#### [Data listing]

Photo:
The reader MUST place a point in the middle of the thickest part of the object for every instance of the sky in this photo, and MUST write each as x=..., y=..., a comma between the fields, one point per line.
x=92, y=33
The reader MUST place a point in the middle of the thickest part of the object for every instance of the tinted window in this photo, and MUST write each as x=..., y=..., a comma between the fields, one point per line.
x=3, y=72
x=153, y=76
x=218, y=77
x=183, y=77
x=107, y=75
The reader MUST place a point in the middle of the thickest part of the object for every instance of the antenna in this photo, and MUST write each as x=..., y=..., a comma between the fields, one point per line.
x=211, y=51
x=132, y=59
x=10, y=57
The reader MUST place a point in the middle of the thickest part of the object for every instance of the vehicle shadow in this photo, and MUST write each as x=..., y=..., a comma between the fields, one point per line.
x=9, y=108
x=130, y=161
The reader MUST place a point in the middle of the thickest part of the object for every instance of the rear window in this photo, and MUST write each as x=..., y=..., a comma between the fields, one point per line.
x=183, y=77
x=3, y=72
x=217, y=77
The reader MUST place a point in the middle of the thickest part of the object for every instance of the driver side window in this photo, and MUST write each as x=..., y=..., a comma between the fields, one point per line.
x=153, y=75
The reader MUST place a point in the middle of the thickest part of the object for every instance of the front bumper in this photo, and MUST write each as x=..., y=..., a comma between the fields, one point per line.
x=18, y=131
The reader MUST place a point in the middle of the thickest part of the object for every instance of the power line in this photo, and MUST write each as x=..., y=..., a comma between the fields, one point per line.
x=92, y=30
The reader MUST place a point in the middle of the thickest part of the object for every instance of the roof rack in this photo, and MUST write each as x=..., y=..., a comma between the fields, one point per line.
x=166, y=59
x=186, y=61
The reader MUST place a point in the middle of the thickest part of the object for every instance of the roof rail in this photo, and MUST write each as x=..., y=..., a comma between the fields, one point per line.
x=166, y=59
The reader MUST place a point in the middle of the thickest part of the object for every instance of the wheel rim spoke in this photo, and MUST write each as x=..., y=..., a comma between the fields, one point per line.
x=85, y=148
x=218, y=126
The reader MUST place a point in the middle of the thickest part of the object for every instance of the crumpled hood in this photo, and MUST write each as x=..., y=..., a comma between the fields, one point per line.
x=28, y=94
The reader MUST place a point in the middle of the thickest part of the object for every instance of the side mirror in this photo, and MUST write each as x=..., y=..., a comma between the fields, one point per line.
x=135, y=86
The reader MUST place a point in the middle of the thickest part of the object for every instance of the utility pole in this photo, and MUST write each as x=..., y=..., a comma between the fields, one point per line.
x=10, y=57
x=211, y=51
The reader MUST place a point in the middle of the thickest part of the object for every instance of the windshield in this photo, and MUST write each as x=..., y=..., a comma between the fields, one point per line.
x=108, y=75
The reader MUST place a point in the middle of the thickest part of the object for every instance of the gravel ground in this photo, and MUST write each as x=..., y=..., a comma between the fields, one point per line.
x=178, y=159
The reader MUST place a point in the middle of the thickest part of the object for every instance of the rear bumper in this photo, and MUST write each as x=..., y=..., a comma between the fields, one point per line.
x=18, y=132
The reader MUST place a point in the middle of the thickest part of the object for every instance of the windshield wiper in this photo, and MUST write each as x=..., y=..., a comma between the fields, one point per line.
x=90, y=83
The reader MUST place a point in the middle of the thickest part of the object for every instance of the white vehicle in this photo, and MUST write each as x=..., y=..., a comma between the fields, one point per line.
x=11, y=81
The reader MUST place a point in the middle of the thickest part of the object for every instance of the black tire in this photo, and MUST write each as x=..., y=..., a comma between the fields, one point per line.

#### [Aim of the task]
Produce an exact copy of the entries above.

#### [Exercise answer]
Photo:
The reader MUST place a point in the middle of the thickest part of the object for every instance of the sky in this photo, and MUST write each as x=..., y=..., a comma between the fields, one point per line.
x=92, y=33
The reader MUST place a point in the middle of the thickest part of the object for every instance of the tinted window in this photo, and MUST write each as x=..., y=..., a comma between the fields, one point per line.
x=3, y=72
x=153, y=76
x=218, y=77
x=183, y=77
x=107, y=75
The reader MUST place a point in the middle of the thickest part of the object for every instance of the antenna in this photo, and MUST write each as x=..., y=..., a comma between the fields, one point per line.
x=211, y=51
x=132, y=59
x=10, y=57
The reader MUST place a point in the middle of the thickest part of the object for every instance of the vehicle shadow in this photo, and MUST write each as x=..., y=..., a comma between the fields, one point per line.
x=9, y=108
x=130, y=161
The reader MUST place a point in the middle of the thickest part of the object for every instance of the rear window in this photo, and MUST write each as x=..., y=..., a comma between the fields, one point per line.
x=183, y=77
x=3, y=72
x=217, y=77
The reader MUST place a point in the middle of the thickest part of the object for every instance of the driver side window in this photo, and MUST write each as x=..., y=..., a comma between the fields, one point per line.
x=153, y=75
The reader MUST place a point in the middle of the thickest part of the object for every instance of the front bumper in this photo, and MUST write each as x=..., y=..., a comma between the fields, one point per line.
x=18, y=131
The reader MUST place a point in the middle of the thickest part of the object for every instance of the power line in this photo, and MUST write each as x=..., y=..., a comma between the fields, one point per line.
x=92, y=30
The reader MUST place a point in the middle of the thickest part of the object for every instance of the roof rack in this photo, and MUST write each as x=..., y=..., a comma between the fields, one point per line.
x=166, y=59
x=186, y=61
The reader MUST place a point in the middle of the thickest part of the object for every instance of the roof rail in this photo, and MUST write each as x=..., y=..., a comma between the fields, one point per line.
x=166, y=59
The reader MUST place a point in the middle of the thickest part of the object for every instance of the wheel rim spoke in this photo, and MUST write each as x=..., y=..., a comma between the fields, one point per line.
x=85, y=148
x=218, y=126
The reader MUST place a point in the middle of the thickest part of the object for every instance of the crumpled hood in this photo, and MUST write each as x=..., y=..., a comma between the fields, one point per line.
x=28, y=94
The reader MUST place a point in the middle of the thickest part of the object for every instance of the side mirror in this photo, and MUST write each as x=..., y=..., a comma between the fields, one point per line.
x=135, y=86
The reader MUST place a point in the middle of the thickest part of the object for every instance of the utility pole in this photo, and MUST write each as x=..., y=..., a comma between the fields, one point per line.
x=10, y=57
x=211, y=51
The reader MUST place a point in the middle of the thickest part of the object for every instance of the windshield in this photo, and MUST write each as x=..., y=..., a comma between the fields, one point per line.
x=108, y=75
The reader MUST place a point in the middle of the thickest part of the object for every instance of the gravel ground in this photo, and MUST write each as x=..., y=..., a comma between the fields, one point per line.
x=178, y=159
The reader MUST place a point in the middle of the thickest part of the object for every instance of the rear bumper in this photo, and MUST write each as x=..., y=..., a comma between the fields, one point per line.
x=18, y=132
The reader MUST place a point in the middle of the thickest part of the object for every instance of the windshield wiper in this photo, and MUST write each as x=..., y=..., a comma between the fields, one point per line.
x=90, y=83
The reader MUST place a point in the middle of the thickest part of the object for every instance of the white vehicle in this photo, and MUST write each as x=..., y=..., a comma between the fields, one point per line.
x=11, y=81
The reader MUST place a point in the middle of the thickest part of the object for every instance of the black tire in this photo, and MUST write each as x=..., y=..., a comma between the fields, one point per line.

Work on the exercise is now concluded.